Extracted records
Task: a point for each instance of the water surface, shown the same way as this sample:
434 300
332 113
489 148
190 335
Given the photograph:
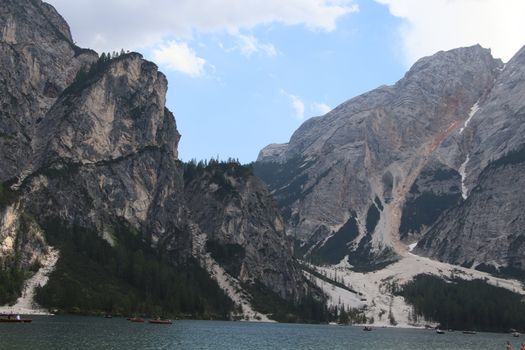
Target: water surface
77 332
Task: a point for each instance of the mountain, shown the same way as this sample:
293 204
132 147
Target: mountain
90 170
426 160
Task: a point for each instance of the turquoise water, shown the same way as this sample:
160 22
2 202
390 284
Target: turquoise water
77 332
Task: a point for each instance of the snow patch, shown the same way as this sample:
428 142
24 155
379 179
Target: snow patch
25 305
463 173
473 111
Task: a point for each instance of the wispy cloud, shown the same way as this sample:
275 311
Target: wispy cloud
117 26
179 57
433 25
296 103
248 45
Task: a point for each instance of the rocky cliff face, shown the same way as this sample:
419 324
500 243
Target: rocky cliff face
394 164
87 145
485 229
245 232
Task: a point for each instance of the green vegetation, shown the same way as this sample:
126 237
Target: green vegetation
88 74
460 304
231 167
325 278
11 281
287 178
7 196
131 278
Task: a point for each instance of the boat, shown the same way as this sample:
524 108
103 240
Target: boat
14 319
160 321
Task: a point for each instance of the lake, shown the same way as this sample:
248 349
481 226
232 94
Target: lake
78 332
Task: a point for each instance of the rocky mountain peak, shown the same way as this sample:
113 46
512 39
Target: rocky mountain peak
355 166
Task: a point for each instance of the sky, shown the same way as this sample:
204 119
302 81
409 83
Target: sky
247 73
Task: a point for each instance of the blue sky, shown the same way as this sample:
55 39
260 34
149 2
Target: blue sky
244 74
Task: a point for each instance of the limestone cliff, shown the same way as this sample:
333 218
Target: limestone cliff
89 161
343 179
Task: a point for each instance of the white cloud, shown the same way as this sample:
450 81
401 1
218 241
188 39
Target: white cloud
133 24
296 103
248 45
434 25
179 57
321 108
---
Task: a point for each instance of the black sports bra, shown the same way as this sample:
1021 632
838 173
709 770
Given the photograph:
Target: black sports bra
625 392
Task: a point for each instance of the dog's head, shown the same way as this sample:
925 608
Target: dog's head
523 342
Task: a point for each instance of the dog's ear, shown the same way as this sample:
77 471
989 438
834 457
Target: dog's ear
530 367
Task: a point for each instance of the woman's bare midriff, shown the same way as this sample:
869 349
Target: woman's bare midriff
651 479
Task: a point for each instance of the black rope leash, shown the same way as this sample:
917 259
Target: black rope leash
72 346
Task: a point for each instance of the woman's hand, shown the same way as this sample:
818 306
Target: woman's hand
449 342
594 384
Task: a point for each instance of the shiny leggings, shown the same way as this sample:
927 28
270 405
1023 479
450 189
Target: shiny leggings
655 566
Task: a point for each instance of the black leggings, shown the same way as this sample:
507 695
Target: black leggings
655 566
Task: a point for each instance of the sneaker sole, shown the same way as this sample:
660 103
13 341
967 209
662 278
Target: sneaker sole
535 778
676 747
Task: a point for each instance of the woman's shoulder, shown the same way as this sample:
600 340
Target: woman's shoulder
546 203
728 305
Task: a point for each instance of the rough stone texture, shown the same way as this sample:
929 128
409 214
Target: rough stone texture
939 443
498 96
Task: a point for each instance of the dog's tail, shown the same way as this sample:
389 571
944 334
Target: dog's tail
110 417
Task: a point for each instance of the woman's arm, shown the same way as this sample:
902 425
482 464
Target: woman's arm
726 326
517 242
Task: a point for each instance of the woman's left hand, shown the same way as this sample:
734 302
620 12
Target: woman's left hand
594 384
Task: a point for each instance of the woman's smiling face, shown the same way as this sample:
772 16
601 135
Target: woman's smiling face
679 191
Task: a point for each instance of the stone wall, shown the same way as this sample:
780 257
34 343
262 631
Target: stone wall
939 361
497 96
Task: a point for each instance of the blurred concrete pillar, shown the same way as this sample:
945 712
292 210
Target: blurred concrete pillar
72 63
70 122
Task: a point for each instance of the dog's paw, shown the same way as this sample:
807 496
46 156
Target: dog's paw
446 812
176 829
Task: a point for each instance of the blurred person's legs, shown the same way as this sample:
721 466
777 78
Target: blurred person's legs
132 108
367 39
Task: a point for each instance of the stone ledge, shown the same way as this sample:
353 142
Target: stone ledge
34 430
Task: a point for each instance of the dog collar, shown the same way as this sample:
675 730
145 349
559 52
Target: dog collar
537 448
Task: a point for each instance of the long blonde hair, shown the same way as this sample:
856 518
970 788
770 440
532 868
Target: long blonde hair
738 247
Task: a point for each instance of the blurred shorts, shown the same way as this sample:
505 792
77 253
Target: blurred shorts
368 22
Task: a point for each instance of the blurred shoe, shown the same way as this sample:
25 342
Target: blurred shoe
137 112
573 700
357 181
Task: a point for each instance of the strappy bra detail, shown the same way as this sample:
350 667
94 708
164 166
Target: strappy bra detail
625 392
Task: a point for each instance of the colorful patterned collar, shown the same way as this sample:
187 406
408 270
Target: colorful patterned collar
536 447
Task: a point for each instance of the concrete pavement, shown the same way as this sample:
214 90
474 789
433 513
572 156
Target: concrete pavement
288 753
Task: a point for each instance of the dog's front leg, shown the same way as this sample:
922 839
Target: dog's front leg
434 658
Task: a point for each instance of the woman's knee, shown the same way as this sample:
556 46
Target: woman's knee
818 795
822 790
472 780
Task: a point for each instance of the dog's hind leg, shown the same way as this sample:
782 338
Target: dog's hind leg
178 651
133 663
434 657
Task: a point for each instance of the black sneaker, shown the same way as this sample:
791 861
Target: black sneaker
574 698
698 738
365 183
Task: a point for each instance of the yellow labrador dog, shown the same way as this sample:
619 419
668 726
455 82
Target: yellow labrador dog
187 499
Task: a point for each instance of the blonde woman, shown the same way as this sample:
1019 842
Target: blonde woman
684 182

• [PROBLEM]:
Gather every line from the extracted records that contains the word "rocky". List them one per line.

• [THE OUTPUT]:
Task: a point for each instance of the rocky cliff face, shown the same way as this sample:
Target: rocky cliff face
Task: a point for each instance of the rocky mountain peak, shown the same way as this sample:
Target: rocky mountain peak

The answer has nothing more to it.